> **Text**:
+ + +
If we zoom out enough on any interactive map, the cities of Seattle and Portland seem to merge. The ~180-mile, multi-hour driving distance gets erased. Someone planning a visit solely from the zoomed out view of a map might think they can cover key West Coast hubs from Vancouver, British Columbia all the way down to San Diego, California quickly. They might dream of popping in and out of Seattle, Portland, San Francisco, and Los Angeles along the way to get a feel. But of course, no one really does that. We know a trip like that would require more planning, time and resources. We know this because we have experienced the reality of navigating our own cities and countries, with their roads and delays. If we’ve left home base to explore, we’ve likely experienced upset stomachs from novel food sources, we know that the same piece of luggage can feel heavier as the days go by, we get the strain of finding and relying on an unknown doctor or mechanic mid-travel. In short, we understand the physical, mental and emotional fatigue that accompanies any significant exploration.
+ + +
> **Recorded information**:
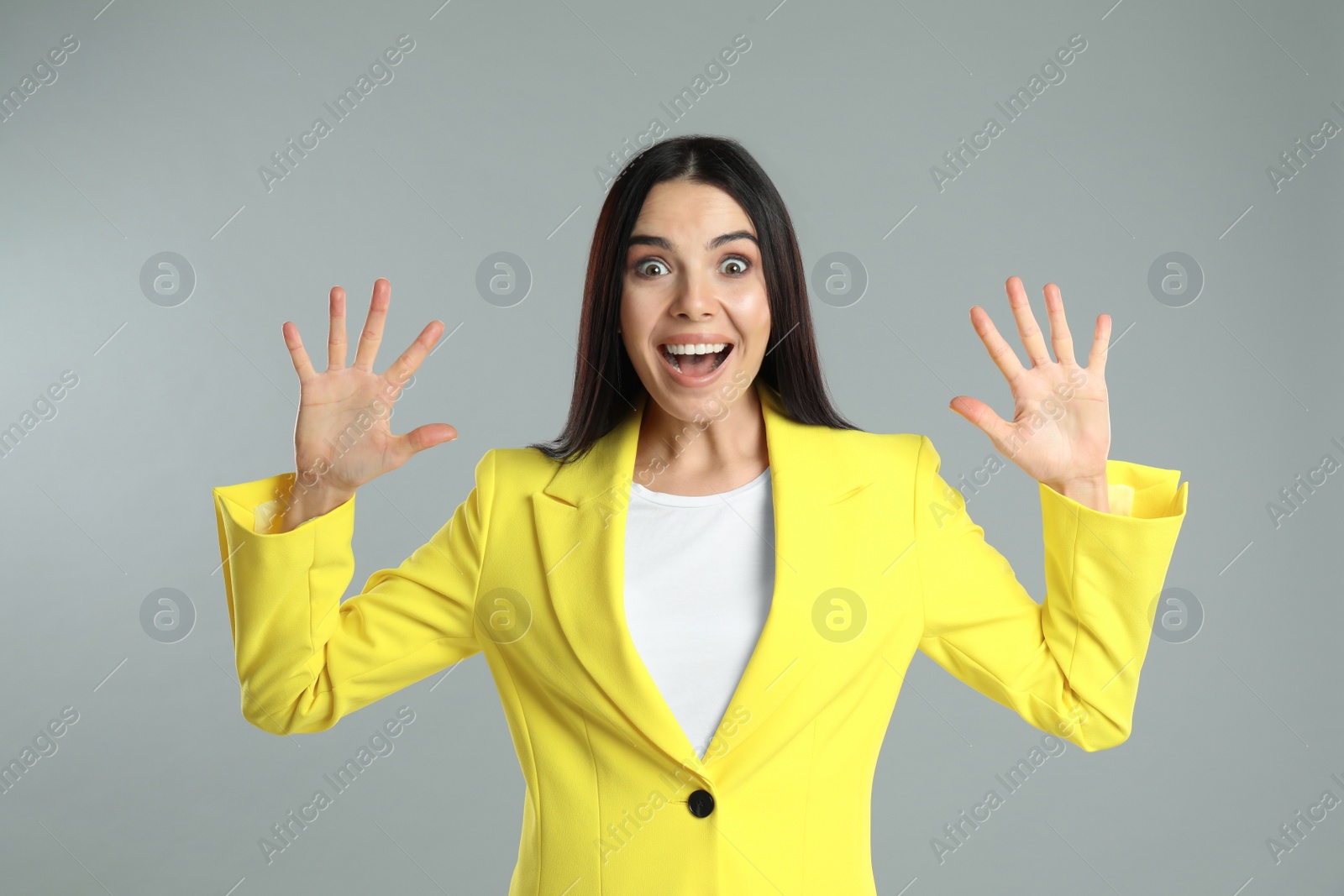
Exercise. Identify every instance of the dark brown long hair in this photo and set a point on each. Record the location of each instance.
(606, 385)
+ + +
> **Problem requirements**:
Write what comes next in the passage about zoomed-out maps hiding the real effort of travel, picking up right after its last sentence.

> **Solved exercise**:
But we seem to forget this wisdom while planning explorations related to daily life. In imagination mode, our mind seamlessly zooms out to dreamily plan our days with vibrant work and social life. On a bright and sunny Saturday morning, after we are well rested, it can daydream that we’ll go from epiphany to functioning business in a couple of years. That from here on, we’ll wake up fresh and early everyday. That we’ll have energy to meditate and move in the morning, then give our utmost focus to work, and have energy left over in the evening for family and friends. We might even imagine everyone around the table sharing a lovely meal with laughter. In those moments, the mind is doing what interactive maps do. It zooms out to see the highlights but doesn’t factor in the actual lived-distance between them. It doesn’t see us getting offroaded by home maintenance, echos of grief, unexplained allergic reactions or a sick child. It doesn’t factor in those happy faces needing our support or that meal needing our effort.

It’s a silently harsh experience to fail ourselves because our dreams took longer than imagined to manifest. When in our life’s geography, the highlights aren’t happening so close together one after another. Our daydreams should come with a caution like some maps do: “This map is not to scale”.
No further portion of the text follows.